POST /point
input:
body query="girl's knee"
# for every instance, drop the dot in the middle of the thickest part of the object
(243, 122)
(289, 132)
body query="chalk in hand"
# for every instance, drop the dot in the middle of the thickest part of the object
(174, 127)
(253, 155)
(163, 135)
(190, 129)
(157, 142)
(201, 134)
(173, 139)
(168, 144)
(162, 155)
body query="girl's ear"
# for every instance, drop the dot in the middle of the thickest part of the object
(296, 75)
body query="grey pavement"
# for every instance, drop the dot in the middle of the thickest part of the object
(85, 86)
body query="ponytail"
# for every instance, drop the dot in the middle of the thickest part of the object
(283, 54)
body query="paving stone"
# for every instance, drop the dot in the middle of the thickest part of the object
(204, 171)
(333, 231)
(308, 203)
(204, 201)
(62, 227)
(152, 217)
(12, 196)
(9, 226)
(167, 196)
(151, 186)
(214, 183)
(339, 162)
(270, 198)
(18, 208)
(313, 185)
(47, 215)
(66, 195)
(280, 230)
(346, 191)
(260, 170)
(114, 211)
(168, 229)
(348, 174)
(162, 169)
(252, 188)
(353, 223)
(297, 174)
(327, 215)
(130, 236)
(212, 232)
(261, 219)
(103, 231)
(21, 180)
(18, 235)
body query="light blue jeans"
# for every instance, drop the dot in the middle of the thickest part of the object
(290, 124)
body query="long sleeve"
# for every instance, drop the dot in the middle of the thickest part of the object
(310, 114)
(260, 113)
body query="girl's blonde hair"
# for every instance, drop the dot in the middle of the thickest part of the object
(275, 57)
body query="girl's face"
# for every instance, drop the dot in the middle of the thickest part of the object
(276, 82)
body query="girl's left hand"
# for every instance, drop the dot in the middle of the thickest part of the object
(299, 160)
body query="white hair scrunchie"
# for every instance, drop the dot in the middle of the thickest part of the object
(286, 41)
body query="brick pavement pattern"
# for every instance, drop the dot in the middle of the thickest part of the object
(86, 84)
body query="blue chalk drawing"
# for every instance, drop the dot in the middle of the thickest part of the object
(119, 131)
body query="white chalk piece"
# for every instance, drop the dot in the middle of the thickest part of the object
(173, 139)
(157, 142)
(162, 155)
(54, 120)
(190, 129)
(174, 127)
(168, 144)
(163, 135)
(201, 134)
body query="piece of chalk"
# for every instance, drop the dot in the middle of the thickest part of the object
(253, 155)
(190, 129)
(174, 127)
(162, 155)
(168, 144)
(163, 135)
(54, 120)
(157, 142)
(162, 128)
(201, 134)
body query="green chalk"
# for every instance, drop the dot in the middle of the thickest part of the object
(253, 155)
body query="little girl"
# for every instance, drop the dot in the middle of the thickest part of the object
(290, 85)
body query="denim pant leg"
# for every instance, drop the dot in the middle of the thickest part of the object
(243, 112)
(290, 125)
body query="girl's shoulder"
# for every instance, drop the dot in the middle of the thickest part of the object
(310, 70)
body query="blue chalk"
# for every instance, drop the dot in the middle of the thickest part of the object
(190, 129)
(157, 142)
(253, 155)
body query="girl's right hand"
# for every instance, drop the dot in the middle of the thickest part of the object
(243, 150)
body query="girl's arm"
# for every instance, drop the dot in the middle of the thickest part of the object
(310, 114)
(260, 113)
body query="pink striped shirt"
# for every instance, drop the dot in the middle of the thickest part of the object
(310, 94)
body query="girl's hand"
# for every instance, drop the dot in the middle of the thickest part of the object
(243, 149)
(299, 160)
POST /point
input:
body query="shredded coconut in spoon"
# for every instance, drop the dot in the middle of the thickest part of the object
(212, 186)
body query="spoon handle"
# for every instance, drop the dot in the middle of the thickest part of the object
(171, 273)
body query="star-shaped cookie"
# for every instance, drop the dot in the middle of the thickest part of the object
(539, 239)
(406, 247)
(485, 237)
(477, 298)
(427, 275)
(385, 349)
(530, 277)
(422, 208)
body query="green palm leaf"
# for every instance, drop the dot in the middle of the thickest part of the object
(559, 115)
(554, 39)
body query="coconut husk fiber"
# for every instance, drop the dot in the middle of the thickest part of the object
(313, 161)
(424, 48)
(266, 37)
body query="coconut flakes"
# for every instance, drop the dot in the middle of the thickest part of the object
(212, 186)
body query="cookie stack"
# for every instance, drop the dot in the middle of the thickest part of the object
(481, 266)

EXERCISE TASK - Copy out each line exactly.

TASK OUTPUT -
POST /point
input:
body query="girl's knee"
# for every instance, drop the dot in the middle of the thickest part of the object
(243, 122)
(289, 132)
body query="chalk in hand"
# for every instance, drop the dot in the middle of the thickest part of the object
(174, 127)
(253, 155)
(163, 135)
(190, 129)
(157, 142)
(201, 134)
(173, 139)
(168, 144)
(162, 155)
body query="girl's ear"
# for every instance, drop the dot in the middle of the thickest part of the object
(296, 75)
body query="grey pavement"
# for every instance, drop the dot in the middle of the thickest part of the object
(85, 86)
body query="ponytail"
# for every instance, drop the dot in the middle of the thickest part of the object
(283, 54)
body query="paving stone"
# for every instance, drop the dot in the middle of the thickest part of the object
(204, 171)
(333, 231)
(308, 203)
(204, 201)
(62, 227)
(152, 217)
(12, 196)
(9, 226)
(167, 196)
(151, 186)
(214, 183)
(339, 162)
(270, 198)
(18, 208)
(313, 185)
(47, 215)
(66, 195)
(280, 230)
(346, 191)
(260, 170)
(114, 211)
(168, 229)
(348, 174)
(162, 169)
(252, 188)
(353, 223)
(297, 174)
(327, 215)
(130, 236)
(212, 232)
(261, 219)
(103, 231)
(21, 180)
(18, 235)
body query="light blue jeans"
# for every instance, drop the dot in the middle of the thickest part of the object
(290, 124)
body query="long sleeve"
# for every instance, drop the dot in the middle of the thickest part of the object
(310, 114)
(260, 113)
body query="girl's blonde hair"
# for every instance, drop the dot in the middle of the thickest part of the object
(275, 57)
body query="girl's face"
# for every instance, drop the dot in the middle of the thickest part of the object
(276, 82)
body query="girl's left hand"
# for every instance, drop the dot in the middle of the thickest part of the object
(299, 160)
body query="white hair scrunchie"
# for every instance, drop the dot in the middle of the thickest part of the object
(286, 41)
body query="brick pavement pattern"
# for every instance, drop the dot in the middle of the thickest part of the object
(86, 84)
body query="blue chalk drawing"
# for every instance, drop the dot in the middle of the thickest part of the object
(119, 131)
body query="white chalk piece"
# for every instance, drop the dot in the middle of the thickest part of the object
(173, 139)
(157, 142)
(162, 155)
(54, 120)
(190, 129)
(174, 127)
(168, 144)
(163, 135)
(201, 134)
body query="piece of chalk"
# for every instance, drop the dot in the middle of the thickest part of the object
(253, 155)
(190, 129)
(174, 127)
(162, 155)
(168, 144)
(163, 135)
(54, 120)
(157, 142)
(162, 128)
(201, 134)
body query="green chalk"
# for every instance, drop the dot in the middle of the thickest part of the object
(253, 155)
body query="little girl"
# for every instance, drop the dot in the middle of the thickest part of the object
(290, 85)
body query="denim pant leg"
# for every instance, drop the dot in the middle of the thickest part of the object
(243, 112)
(290, 125)
body query="girl's shoulder"
# for every instance, drop the dot in the middle of the thickest part of the object
(310, 70)
body query="blue chalk"
# for every instance, drop the dot in the middle of the thickest part of the object
(190, 129)
(157, 142)
(253, 155)
body query="girl's right hand"
# for every instance, drop the dot in the middle of the thickest part of the object
(243, 150)
body query="girl's arm"
# for every instance, drop the dot in the middle of the thickest part of the object
(310, 114)
(260, 113)
body query="pink striped shirt"
# for every instance, drop the dot in the middle of the thickest part of the object
(310, 94)
body query="girl's hand"
# for every instance, drop the dot in the middle of the thickest part of the object
(243, 149)
(299, 160)
POST /point
input:
body query="shredded coconut in spoon"
# for every instance, drop the dot in the middle of the thickest part of the object
(212, 186)
body query="spoon handle"
# for every instance, drop the dot in the middle of the thickest part of the object
(171, 273)
body query="star-shaped cookie"
# for every instance, drop the dot in the middle of the thickest part of the object
(539, 239)
(406, 247)
(485, 237)
(477, 298)
(427, 275)
(385, 349)
(530, 277)
(422, 208)
body query="green palm leaf"
# for every instance, drop the dot in the middle of the thickest part of the object
(559, 115)
(554, 39)
body query="coconut husk fiber"
# for every instance, drop the dot in the middle of the thickest part of the object
(313, 161)
(424, 48)
(266, 37)
body query="coconut flakes"
# for every instance, drop the dot in the middle of the thickest part of the object
(212, 186)
body query="cookie stack"
# for every instance, drop the dot in the middle of the thickest part of the object
(481, 266)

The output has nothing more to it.